◆ WHAT IS REQUIRED ◆
Pull out every line of the material below that contains the word "girl". Copy each such line in full, in the order it appears.

Rows of bounding-box annotation data
╭──

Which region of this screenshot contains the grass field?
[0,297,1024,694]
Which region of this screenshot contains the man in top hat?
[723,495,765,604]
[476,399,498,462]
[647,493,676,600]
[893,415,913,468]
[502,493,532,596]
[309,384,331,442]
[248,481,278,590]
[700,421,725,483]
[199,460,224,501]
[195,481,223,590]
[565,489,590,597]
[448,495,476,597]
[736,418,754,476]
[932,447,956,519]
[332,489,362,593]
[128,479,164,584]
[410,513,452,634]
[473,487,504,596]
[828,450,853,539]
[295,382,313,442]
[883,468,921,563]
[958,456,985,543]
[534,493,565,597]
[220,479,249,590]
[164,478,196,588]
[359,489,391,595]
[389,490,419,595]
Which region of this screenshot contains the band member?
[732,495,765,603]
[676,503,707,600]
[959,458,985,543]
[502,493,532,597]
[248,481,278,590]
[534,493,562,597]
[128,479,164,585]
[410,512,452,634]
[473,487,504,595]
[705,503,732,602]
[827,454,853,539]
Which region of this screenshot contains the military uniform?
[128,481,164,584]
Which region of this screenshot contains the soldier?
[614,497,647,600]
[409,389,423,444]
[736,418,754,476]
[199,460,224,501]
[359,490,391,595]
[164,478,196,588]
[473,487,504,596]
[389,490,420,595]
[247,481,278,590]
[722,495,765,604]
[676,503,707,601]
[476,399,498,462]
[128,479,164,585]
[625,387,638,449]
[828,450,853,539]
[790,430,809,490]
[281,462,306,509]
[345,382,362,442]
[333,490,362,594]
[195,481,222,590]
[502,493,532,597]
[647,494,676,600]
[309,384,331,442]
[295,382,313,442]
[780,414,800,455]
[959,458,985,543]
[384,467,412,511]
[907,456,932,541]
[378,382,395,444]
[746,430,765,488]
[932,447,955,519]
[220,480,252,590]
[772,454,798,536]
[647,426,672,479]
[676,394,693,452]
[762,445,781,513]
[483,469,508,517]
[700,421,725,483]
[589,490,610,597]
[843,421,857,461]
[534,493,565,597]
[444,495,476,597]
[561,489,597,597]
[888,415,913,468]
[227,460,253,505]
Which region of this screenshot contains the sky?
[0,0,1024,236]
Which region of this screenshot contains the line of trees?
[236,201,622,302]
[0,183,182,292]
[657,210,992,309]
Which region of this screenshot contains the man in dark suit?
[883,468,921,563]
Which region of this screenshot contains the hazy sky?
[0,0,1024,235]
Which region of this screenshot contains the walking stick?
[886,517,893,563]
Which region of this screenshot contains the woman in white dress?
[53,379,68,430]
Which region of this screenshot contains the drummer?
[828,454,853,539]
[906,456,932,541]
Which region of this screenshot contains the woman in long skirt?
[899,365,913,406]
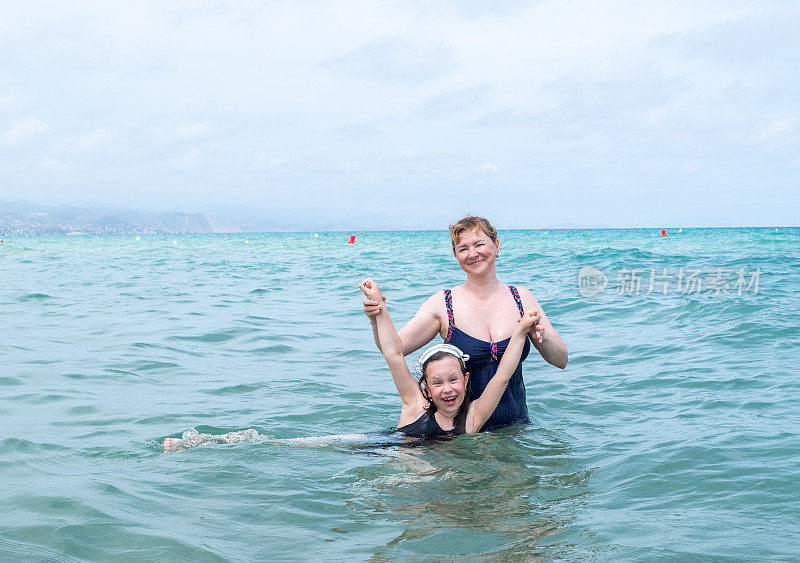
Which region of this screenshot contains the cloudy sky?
[0,0,800,228]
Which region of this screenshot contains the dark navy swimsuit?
[397,410,465,438]
[444,285,531,431]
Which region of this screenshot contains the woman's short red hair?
[450,215,497,254]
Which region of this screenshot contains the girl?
[163,278,539,452]
[358,278,539,437]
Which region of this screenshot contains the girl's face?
[455,229,500,274]
[425,356,469,418]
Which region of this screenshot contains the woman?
[162,278,536,452]
[364,216,568,430]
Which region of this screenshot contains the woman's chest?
[453,294,520,342]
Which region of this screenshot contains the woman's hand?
[364,295,386,319]
[358,278,386,319]
[528,311,544,344]
[358,278,386,308]
[515,311,541,335]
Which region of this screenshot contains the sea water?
[0,228,800,561]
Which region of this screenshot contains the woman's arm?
[358,278,425,407]
[519,287,569,369]
[364,291,444,356]
[466,311,539,434]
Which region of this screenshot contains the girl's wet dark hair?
[419,352,469,428]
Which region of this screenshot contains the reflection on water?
[332,427,591,560]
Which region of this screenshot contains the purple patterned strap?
[508,285,525,317]
[444,289,456,342]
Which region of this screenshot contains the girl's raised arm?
[466,312,539,434]
[358,278,427,407]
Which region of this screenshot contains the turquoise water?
[0,228,800,561]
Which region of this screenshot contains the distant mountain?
[0,201,243,236]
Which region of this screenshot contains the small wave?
[252,344,294,354]
[169,328,250,343]
[103,368,140,377]
[203,383,268,396]
[19,293,55,303]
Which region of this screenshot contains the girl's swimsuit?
[396,409,465,438]
[444,285,531,431]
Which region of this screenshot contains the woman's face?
[455,229,500,274]
[425,356,467,417]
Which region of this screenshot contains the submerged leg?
[163,428,259,452]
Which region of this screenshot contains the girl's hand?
[516,311,544,342]
[364,295,386,318]
[358,278,383,304]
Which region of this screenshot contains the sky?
[0,0,800,228]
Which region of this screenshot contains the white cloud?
[41,157,72,172]
[756,117,798,143]
[156,121,211,141]
[75,129,114,150]
[0,117,48,145]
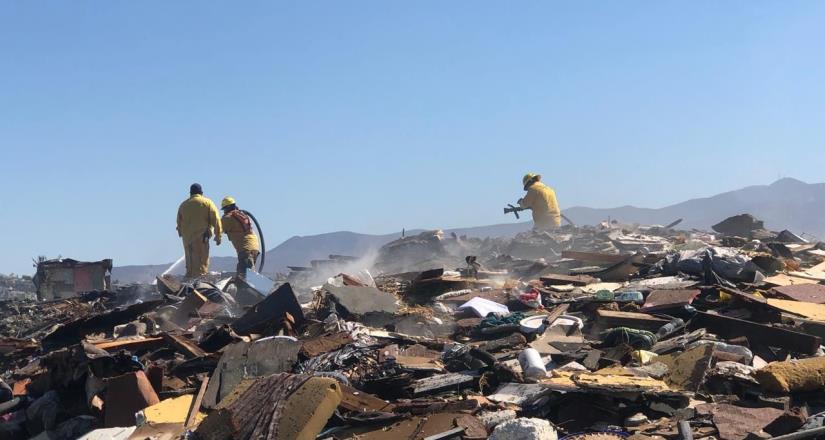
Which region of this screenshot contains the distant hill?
[112,222,532,283]
[112,178,825,282]
[564,178,825,238]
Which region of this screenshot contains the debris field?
[0,214,825,440]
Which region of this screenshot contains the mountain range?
[112,178,825,282]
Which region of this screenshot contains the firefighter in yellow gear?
[178,183,221,278]
[518,173,561,231]
[221,197,261,278]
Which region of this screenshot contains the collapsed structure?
[0,216,825,440]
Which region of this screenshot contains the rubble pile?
[0,216,825,440]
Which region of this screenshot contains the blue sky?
[0,1,825,273]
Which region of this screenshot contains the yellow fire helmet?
[521,173,541,187]
[221,196,235,209]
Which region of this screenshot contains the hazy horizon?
[0,1,825,273]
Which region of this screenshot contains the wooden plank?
[771,284,825,304]
[539,273,599,286]
[596,310,670,332]
[340,384,394,412]
[690,312,822,354]
[413,371,478,395]
[544,304,570,327]
[183,376,209,428]
[94,337,163,350]
[720,287,765,304]
[161,333,207,358]
[765,273,819,286]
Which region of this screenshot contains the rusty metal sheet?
[696,403,784,440]
[771,284,825,304]
[642,289,699,310]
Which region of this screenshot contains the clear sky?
[0,0,825,273]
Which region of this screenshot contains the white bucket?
[518,348,547,379]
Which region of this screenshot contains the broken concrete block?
[490,417,559,440]
[196,373,342,440]
[203,337,301,408]
[326,285,399,317]
[754,357,825,393]
[232,283,304,335]
[103,371,160,428]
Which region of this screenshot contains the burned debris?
[0,215,825,440]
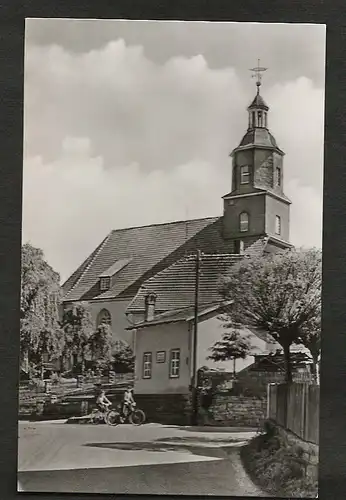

╰──

◆ CORRECT RESULT ◆
Which region of this screenshot contains the girl?
Which region of this screenshot contains the girl's face?
Which region of this screenshot contains the girl's wet dark hair?
Which region of this screenshot contains the girl's raised arm?
Which region of this screenshot contains the girl's swimsuit?
Which region of this screenshot contains the girl's hand?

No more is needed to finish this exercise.